## What is needed
Can you print every record below exactly as written?

BEGIN Source data

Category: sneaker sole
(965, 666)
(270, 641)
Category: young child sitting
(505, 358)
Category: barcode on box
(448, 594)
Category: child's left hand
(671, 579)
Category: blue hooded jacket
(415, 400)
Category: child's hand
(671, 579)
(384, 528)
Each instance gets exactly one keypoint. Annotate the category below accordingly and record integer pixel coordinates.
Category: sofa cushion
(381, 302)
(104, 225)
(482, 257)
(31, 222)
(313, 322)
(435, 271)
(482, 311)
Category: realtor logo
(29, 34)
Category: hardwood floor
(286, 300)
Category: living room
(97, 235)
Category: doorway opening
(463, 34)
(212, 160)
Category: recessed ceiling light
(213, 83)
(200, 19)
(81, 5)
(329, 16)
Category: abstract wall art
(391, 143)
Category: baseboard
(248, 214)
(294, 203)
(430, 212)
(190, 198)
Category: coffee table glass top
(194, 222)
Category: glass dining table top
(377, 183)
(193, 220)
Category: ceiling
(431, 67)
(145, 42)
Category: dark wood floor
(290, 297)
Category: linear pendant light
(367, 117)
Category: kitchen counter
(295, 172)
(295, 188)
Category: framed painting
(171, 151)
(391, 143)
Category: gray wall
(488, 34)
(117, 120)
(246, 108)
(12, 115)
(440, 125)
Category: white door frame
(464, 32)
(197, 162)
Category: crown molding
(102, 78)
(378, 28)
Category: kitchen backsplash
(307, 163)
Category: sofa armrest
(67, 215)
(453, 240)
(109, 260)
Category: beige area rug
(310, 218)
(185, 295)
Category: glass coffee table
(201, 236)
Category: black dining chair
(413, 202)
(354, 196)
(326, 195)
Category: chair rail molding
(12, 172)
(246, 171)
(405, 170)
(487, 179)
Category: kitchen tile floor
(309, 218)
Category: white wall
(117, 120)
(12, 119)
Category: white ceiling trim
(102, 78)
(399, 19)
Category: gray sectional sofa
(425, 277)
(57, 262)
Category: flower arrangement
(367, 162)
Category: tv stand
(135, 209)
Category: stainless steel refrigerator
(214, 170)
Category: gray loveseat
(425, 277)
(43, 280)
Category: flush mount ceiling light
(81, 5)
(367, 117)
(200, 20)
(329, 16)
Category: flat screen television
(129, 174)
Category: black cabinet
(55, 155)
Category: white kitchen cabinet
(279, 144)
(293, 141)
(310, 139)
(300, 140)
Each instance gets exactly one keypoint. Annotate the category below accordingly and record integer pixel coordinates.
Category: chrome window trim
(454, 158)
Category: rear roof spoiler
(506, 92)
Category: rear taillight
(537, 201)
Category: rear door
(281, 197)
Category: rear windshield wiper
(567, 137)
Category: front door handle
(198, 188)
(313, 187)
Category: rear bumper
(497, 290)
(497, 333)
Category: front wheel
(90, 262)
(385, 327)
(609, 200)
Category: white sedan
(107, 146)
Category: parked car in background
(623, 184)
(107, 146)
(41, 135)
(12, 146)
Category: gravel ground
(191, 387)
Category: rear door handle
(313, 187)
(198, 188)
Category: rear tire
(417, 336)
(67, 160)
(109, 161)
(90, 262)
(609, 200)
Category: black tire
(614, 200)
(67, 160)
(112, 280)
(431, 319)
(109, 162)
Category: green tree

END Source data

## Result for this exercise
Category: sneaker sole
(965, 666)
(270, 641)
Category: young child sitting
(505, 358)
Category: barcode on box
(448, 594)
Category: child's left hand
(671, 579)
Category: blue hooded jacket
(415, 400)
Category: child's hand
(671, 579)
(384, 528)
Each instance gets exactly one keypoint. Annotate the category below accordingly and record integer pixel coordinates.
Category: sofa cushion
(381, 302)
(104, 225)
(482, 257)
(31, 222)
(313, 322)
(435, 271)
(482, 311)
Category: realtor logo
(29, 34)
Category: hardwood floor
(286, 300)
Category: living room
(97, 235)
Category: doorway opening
(463, 34)
(212, 160)
Category: recessed ceiling light
(213, 83)
(200, 19)
(81, 5)
(329, 16)
Category: abstract wall art
(391, 143)
Category: baseboard
(248, 214)
(294, 203)
(430, 212)
(190, 198)
Category: coffee table glass top
(194, 222)
Category: glass dining table top
(377, 183)
(193, 220)
Category: ceiling
(431, 67)
(145, 42)
Category: dark wood floor
(290, 297)
Category: linear pendant light
(367, 117)
Category: kitchen counter
(295, 172)
(295, 188)
Category: framed painting
(171, 151)
(391, 143)
Category: gray wall
(488, 34)
(117, 120)
(246, 108)
(12, 115)
(440, 125)
Category: white door frame
(464, 32)
(197, 162)
Category: crown molding
(102, 78)
(378, 28)
Category: kitchen backsplash
(307, 163)
Category: sofa armrest
(67, 215)
(453, 240)
(109, 260)
Category: beige area rug
(310, 218)
(185, 295)
Category: glass coffee table
(201, 236)
Category: black dining chair
(413, 202)
(354, 196)
(326, 195)
Category: chair rail molding
(12, 172)
(246, 171)
(405, 170)
(487, 179)
Category: kitchen tile floor
(309, 218)
Category: white wall
(117, 120)
(12, 119)
Category: white ceiling trim
(102, 78)
(399, 19)
Category: gray sectional sofa
(425, 277)
(57, 262)
Category: flower arrangement
(367, 162)
Category: tv stand
(135, 209)
Category: stainless steel refrigerator
(214, 170)
Category: gray loveseat
(425, 277)
(43, 280)
Category: flush mount ceiling light
(81, 5)
(367, 117)
(200, 20)
(329, 16)
Category: flat screen television
(129, 174)
Category: black cabinet
(55, 155)
Category: white kitchen cabinet
(279, 144)
(293, 141)
(310, 139)
(300, 140)
Each instance gets exactly one keypoint. Annotate the category below accordingly and record integer pixel coordinates.
Category: chrome window trim
(454, 158)
Category: rear roof spoiler
(506, 92)
Category: rear taillight
(537, 201)
Category: rear door
(281, 197)
Category: rear windshield wiper
(567, 137)
Category: front door handle
(198, 188)
(313, 187)
Category: rear bumper
(497, 290)
(497, 333)
Category: front wheel
(90, 262)
(385, 327)
(609, 200)
Category: white sedan
(107, 146)
Category: parked car in background
(623, 184)
(107, 146)
(41, 135)
(12, 146)
Category: gravel ground
(191, 387)
Category: rear door handle
(313, 187)
(198, 188)
Category: rear tire
(417, 336)
(67, 160)
(109, 161)
(90, 262)
(609, 200)
Category: black tire
(614, 200)
(67, 160)
(112, 280)
(431, 319)
(109, 162)
Category: green tree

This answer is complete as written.